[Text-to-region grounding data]
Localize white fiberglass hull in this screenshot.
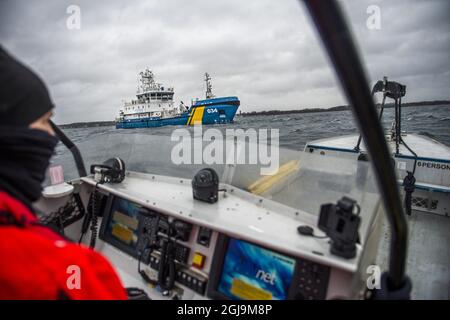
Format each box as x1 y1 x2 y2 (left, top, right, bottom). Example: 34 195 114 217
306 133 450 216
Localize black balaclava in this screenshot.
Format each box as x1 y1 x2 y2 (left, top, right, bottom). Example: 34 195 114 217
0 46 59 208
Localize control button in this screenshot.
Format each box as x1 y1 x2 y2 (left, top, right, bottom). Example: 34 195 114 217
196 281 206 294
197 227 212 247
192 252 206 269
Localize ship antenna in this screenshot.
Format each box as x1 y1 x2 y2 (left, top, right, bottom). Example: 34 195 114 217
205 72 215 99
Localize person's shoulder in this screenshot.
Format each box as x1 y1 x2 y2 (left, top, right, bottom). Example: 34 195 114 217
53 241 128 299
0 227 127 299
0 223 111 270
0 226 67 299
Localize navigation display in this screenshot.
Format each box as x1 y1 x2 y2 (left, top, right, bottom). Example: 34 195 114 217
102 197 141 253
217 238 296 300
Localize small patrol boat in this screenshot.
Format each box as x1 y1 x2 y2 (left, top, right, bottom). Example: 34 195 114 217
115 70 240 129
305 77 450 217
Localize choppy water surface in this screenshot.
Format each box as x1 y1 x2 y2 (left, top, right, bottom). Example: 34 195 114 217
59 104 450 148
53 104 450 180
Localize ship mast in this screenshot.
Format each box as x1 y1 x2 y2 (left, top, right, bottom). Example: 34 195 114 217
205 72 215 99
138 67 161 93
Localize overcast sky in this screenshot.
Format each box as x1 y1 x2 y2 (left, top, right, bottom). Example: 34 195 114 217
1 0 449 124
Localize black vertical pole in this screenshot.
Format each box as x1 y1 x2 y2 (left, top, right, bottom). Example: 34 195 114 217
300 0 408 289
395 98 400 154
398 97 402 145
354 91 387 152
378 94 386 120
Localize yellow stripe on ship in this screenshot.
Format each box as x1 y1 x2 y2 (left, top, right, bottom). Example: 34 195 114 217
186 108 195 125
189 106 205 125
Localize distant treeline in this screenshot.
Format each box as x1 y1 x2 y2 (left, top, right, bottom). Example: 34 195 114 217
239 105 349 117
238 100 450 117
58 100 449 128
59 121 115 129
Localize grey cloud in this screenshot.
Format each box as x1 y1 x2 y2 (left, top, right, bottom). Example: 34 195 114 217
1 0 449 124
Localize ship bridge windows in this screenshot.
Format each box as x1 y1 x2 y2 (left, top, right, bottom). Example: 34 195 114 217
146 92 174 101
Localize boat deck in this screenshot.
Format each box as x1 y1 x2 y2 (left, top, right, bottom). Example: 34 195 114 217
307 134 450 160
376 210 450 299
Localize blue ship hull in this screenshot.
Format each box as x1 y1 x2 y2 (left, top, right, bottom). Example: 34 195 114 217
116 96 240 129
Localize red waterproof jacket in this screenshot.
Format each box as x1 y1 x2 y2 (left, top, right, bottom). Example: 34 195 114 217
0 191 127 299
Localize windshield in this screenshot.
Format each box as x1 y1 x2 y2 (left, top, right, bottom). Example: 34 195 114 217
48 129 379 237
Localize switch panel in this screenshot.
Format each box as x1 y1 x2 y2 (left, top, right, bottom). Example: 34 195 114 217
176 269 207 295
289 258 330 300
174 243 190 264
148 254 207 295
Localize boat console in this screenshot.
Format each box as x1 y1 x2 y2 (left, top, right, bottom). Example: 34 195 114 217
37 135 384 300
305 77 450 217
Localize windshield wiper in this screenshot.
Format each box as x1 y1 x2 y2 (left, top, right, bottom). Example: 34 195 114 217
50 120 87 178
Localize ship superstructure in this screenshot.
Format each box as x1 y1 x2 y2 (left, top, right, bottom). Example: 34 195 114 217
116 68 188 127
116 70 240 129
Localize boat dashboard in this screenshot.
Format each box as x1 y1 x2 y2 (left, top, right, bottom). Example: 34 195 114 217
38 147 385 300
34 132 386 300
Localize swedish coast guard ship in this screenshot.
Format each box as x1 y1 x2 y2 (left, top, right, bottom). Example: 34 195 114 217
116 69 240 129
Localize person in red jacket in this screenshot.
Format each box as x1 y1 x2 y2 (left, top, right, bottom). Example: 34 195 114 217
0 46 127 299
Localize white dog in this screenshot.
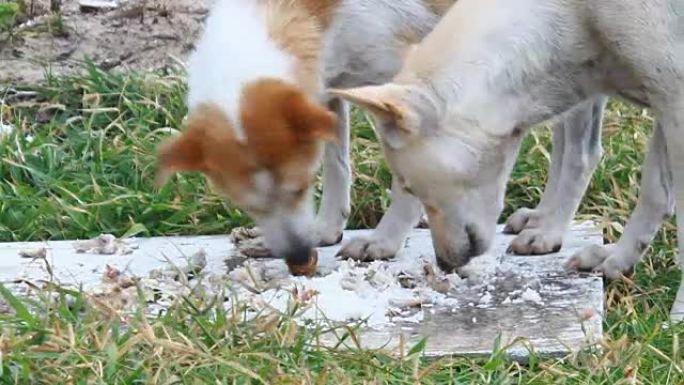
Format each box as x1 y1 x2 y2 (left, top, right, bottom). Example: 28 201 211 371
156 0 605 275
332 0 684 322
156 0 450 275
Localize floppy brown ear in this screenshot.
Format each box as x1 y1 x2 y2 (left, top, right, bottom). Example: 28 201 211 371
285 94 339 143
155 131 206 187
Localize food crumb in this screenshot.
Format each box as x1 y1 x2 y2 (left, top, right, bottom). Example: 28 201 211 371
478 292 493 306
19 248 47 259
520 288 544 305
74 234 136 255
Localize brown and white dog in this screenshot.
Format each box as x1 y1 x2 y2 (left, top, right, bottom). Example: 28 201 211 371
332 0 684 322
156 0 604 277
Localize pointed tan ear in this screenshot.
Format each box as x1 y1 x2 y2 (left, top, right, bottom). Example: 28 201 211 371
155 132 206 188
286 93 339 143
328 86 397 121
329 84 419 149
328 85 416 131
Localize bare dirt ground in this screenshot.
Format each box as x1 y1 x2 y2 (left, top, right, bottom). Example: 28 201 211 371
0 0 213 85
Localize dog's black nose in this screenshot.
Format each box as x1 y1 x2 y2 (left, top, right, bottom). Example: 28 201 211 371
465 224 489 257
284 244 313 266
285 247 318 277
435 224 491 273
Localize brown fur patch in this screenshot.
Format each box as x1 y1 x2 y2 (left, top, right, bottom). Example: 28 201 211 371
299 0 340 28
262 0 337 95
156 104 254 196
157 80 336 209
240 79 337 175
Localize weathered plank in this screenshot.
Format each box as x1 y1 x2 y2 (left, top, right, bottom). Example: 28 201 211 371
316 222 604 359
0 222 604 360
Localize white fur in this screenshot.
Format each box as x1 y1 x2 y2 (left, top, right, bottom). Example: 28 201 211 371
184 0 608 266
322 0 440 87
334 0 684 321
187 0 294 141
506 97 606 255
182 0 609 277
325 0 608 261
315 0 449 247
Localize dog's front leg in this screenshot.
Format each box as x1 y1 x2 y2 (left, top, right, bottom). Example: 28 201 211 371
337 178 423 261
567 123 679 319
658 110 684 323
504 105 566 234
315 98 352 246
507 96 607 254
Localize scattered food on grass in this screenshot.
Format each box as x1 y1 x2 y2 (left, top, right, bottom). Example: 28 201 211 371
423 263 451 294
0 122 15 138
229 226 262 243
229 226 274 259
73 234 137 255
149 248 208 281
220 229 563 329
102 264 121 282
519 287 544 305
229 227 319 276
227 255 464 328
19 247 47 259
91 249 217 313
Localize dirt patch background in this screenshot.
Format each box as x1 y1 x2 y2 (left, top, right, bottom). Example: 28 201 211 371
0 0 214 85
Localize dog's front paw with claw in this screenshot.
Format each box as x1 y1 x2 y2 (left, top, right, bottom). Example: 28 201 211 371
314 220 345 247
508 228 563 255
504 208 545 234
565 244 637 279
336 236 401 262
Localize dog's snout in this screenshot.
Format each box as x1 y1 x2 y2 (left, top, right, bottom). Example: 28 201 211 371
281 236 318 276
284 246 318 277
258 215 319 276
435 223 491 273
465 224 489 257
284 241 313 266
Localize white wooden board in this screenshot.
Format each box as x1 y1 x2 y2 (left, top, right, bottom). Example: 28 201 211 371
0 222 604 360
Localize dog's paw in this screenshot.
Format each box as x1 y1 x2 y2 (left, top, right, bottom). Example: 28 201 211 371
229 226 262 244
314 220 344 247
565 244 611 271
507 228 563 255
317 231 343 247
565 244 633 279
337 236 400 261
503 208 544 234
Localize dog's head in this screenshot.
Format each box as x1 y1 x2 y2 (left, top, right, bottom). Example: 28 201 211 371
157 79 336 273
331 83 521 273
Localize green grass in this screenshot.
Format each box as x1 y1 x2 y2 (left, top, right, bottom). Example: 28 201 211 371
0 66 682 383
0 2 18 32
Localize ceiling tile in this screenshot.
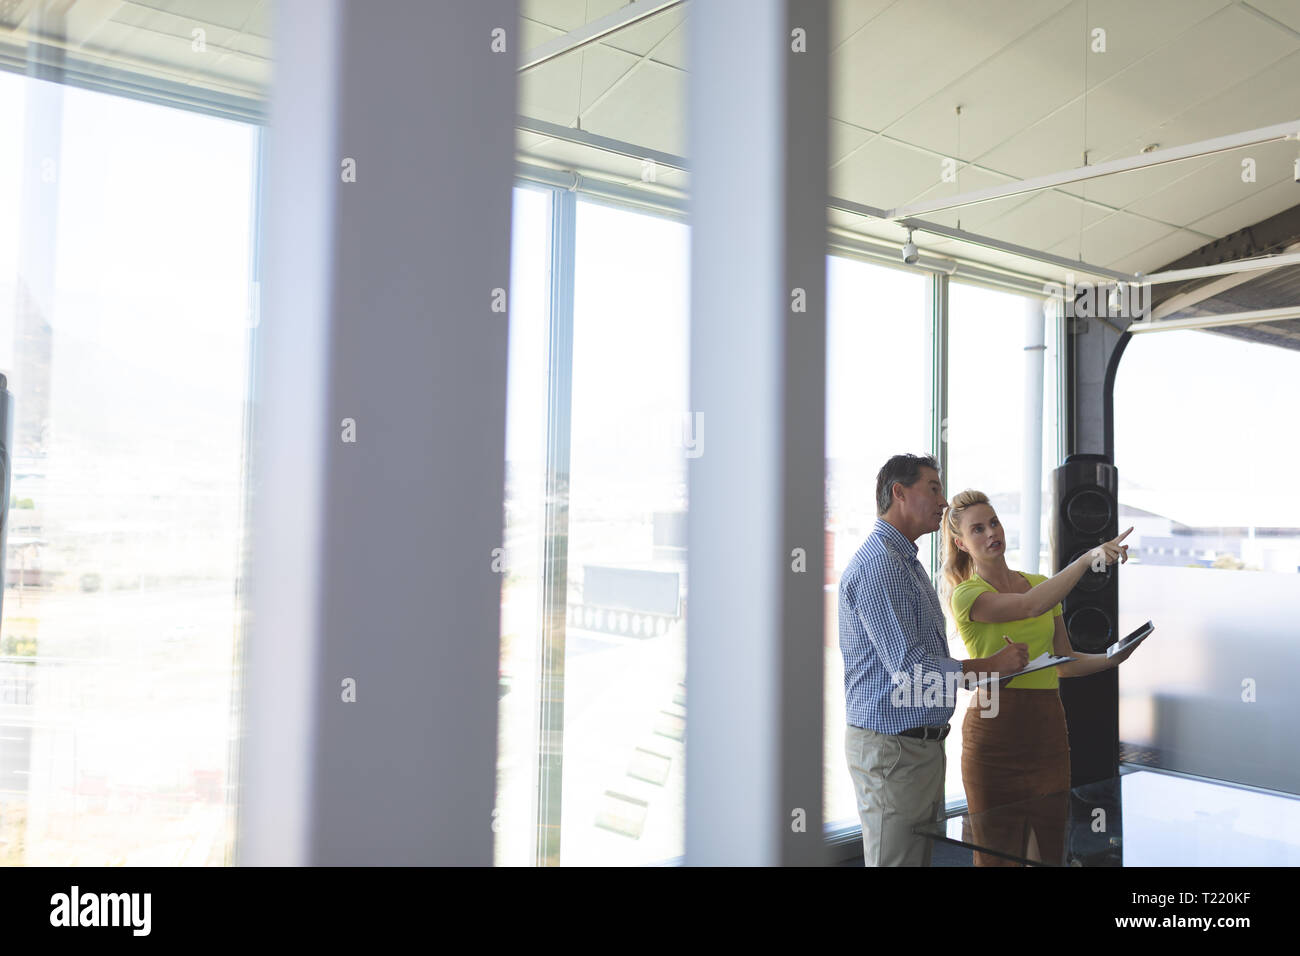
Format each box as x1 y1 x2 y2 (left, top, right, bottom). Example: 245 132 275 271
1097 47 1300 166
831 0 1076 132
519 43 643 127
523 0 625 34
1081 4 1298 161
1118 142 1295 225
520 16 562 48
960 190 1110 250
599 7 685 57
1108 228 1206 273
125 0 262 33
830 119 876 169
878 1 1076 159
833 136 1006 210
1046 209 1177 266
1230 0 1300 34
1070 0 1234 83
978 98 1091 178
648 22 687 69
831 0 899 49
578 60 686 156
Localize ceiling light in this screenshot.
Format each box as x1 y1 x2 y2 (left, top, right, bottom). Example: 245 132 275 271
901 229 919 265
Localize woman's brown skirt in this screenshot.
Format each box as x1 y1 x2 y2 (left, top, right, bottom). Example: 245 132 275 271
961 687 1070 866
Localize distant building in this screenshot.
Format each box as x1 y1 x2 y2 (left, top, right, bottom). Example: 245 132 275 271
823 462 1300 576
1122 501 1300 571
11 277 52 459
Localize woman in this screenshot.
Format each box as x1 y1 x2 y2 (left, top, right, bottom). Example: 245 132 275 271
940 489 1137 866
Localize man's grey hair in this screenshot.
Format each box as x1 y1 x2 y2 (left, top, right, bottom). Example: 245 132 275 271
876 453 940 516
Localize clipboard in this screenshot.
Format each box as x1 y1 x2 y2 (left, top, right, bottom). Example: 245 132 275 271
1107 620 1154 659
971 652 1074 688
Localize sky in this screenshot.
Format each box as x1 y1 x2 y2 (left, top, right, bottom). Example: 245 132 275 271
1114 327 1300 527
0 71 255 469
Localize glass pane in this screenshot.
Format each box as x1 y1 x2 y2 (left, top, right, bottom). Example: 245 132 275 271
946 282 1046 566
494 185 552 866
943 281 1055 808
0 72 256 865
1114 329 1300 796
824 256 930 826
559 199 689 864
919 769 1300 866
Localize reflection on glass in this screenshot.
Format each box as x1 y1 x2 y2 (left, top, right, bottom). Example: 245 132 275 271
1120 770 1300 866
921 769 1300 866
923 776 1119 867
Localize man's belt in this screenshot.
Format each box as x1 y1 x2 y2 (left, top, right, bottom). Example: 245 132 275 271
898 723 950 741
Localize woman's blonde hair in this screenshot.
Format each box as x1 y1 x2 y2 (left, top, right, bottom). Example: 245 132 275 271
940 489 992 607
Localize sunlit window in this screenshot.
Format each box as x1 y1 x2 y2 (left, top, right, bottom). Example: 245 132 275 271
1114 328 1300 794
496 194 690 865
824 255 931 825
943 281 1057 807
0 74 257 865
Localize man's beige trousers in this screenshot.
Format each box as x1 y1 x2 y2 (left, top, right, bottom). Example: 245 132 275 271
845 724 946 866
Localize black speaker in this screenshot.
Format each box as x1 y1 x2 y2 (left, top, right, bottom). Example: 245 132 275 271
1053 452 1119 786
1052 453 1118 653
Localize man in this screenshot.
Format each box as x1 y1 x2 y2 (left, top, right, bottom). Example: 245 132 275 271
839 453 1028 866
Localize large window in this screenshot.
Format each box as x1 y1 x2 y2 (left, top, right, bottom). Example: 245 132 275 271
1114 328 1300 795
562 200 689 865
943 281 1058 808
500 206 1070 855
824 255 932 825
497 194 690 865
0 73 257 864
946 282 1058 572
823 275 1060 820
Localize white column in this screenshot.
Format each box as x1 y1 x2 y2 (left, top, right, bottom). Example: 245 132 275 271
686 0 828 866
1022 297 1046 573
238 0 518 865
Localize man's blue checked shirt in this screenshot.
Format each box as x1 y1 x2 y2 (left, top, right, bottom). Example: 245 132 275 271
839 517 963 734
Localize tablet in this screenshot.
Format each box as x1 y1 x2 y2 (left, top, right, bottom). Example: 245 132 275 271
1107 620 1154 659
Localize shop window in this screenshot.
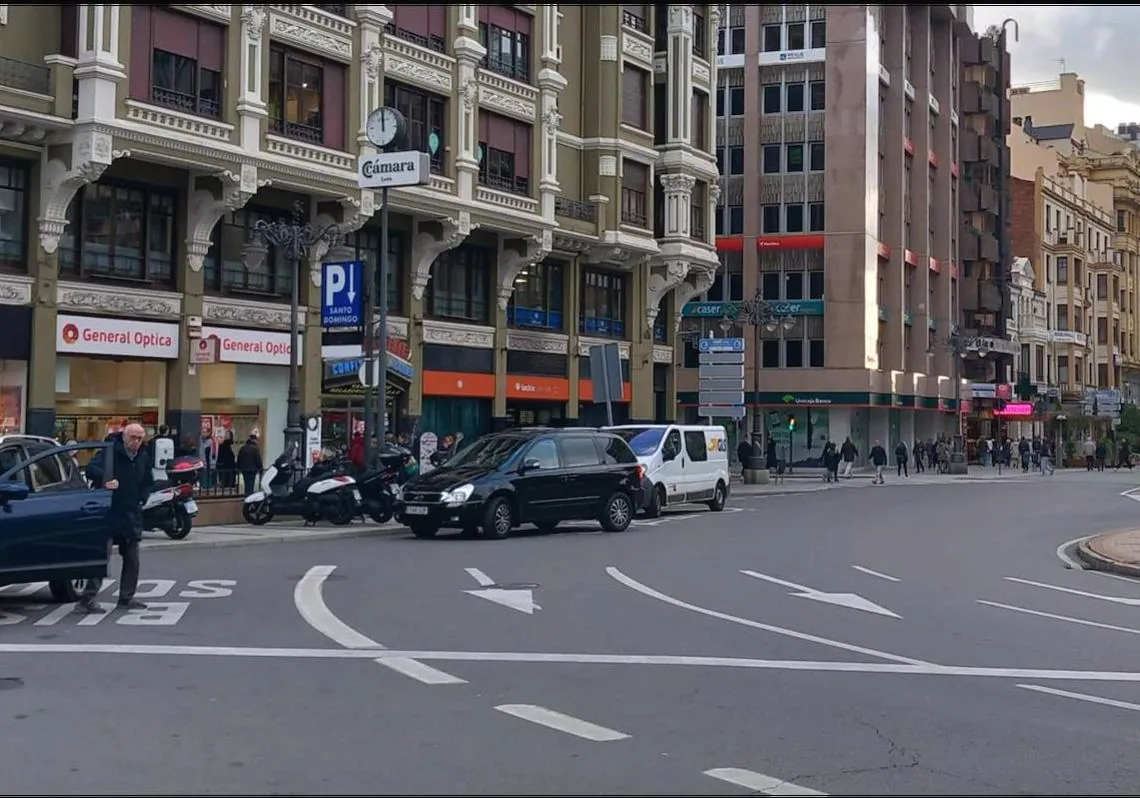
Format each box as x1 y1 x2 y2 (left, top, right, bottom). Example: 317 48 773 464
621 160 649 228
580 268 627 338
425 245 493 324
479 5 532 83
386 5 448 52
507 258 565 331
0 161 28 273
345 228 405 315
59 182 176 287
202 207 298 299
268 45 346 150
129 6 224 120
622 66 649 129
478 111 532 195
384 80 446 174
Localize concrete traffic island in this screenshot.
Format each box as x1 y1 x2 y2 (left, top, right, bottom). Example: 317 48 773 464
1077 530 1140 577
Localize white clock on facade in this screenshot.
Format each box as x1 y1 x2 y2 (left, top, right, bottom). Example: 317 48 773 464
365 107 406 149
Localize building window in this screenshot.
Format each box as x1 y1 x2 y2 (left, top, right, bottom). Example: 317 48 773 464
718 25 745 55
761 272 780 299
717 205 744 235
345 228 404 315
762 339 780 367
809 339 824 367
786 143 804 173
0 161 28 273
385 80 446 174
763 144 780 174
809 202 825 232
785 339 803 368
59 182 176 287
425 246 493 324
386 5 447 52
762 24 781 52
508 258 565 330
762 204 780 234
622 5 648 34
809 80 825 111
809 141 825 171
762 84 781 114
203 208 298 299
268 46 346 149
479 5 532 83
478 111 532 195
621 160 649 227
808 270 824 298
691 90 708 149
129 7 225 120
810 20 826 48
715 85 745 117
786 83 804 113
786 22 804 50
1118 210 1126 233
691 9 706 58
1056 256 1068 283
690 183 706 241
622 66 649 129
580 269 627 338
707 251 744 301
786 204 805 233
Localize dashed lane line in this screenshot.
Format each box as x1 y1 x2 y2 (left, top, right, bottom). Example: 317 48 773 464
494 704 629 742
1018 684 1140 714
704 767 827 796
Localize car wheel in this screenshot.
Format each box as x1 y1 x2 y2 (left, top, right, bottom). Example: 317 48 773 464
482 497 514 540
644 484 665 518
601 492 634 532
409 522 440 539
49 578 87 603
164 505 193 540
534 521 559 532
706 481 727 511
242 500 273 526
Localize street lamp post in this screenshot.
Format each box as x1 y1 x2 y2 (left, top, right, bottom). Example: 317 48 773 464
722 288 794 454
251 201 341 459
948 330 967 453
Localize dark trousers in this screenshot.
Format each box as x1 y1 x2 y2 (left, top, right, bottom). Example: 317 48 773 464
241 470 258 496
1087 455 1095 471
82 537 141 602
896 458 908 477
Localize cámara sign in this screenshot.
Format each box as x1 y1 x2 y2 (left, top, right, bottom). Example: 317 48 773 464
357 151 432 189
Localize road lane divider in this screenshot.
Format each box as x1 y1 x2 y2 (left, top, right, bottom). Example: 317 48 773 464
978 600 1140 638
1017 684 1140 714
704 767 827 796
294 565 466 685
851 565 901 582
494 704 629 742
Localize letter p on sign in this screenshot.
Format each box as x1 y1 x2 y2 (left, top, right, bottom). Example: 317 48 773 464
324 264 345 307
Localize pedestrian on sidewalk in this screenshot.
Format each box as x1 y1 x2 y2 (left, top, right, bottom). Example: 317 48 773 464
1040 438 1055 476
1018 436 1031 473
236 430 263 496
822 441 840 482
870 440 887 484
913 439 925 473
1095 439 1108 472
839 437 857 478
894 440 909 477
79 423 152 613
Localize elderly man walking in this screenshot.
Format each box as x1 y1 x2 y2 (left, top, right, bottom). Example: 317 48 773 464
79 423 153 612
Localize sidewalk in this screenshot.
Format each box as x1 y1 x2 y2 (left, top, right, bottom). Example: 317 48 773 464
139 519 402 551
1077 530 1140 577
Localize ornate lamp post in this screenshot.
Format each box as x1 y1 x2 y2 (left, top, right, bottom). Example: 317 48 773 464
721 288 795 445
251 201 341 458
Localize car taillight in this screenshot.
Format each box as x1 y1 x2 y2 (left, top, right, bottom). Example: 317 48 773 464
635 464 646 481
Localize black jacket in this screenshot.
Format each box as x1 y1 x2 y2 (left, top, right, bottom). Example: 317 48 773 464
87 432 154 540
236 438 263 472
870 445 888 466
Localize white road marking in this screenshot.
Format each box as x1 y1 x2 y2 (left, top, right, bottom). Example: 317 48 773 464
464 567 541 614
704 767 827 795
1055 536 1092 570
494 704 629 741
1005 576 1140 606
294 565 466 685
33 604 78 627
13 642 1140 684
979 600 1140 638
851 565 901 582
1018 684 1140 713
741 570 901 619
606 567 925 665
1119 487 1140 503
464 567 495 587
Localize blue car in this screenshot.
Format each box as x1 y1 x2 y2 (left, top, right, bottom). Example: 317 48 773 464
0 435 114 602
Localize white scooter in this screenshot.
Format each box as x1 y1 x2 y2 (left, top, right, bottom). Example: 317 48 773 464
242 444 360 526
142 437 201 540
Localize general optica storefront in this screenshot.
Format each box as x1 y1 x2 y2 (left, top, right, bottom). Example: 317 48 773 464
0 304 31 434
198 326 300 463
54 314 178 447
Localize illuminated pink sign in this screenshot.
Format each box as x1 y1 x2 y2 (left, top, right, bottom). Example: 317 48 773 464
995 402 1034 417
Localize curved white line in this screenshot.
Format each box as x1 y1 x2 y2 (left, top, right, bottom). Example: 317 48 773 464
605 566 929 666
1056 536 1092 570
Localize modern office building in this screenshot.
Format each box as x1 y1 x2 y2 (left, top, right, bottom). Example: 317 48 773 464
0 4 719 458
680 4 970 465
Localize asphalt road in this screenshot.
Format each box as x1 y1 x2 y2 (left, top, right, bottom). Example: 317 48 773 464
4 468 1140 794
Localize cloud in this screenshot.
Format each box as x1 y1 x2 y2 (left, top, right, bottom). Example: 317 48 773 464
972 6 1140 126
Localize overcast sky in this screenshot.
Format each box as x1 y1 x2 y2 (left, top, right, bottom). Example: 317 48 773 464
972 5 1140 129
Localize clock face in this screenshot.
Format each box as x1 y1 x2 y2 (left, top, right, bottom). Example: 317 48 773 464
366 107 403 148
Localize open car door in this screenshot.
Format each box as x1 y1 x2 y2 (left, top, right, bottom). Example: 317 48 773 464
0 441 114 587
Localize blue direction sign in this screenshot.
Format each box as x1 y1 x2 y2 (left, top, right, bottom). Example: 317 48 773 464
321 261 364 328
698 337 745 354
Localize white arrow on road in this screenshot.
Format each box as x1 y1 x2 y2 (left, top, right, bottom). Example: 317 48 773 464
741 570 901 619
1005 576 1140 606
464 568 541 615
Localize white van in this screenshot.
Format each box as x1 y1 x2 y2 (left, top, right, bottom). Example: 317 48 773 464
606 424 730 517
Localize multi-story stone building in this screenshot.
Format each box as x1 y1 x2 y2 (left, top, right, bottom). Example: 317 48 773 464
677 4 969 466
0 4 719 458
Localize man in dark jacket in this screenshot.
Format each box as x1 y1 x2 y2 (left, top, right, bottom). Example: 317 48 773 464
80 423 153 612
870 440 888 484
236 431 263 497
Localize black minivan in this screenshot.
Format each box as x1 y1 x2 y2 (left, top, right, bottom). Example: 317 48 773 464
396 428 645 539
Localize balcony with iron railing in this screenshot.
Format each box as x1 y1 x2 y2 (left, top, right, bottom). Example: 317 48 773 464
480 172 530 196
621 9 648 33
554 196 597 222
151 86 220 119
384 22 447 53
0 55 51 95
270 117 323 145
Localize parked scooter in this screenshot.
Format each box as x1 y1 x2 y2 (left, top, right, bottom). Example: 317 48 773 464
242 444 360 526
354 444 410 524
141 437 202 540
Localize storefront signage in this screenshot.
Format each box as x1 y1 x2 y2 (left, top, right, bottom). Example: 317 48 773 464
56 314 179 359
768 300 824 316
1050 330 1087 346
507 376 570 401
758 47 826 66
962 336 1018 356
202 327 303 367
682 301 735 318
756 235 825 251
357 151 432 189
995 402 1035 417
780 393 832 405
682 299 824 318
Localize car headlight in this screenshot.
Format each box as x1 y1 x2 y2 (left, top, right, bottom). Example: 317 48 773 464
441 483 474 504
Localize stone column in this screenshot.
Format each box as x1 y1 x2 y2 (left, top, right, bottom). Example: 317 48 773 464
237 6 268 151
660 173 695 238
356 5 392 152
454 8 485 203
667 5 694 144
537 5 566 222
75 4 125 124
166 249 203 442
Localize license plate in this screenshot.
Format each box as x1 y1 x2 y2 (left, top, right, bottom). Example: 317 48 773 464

--- Task statement ---
A single number is the whole answer: how many lines of the records contain the word "lane".

--- Solution to this exercise ---
2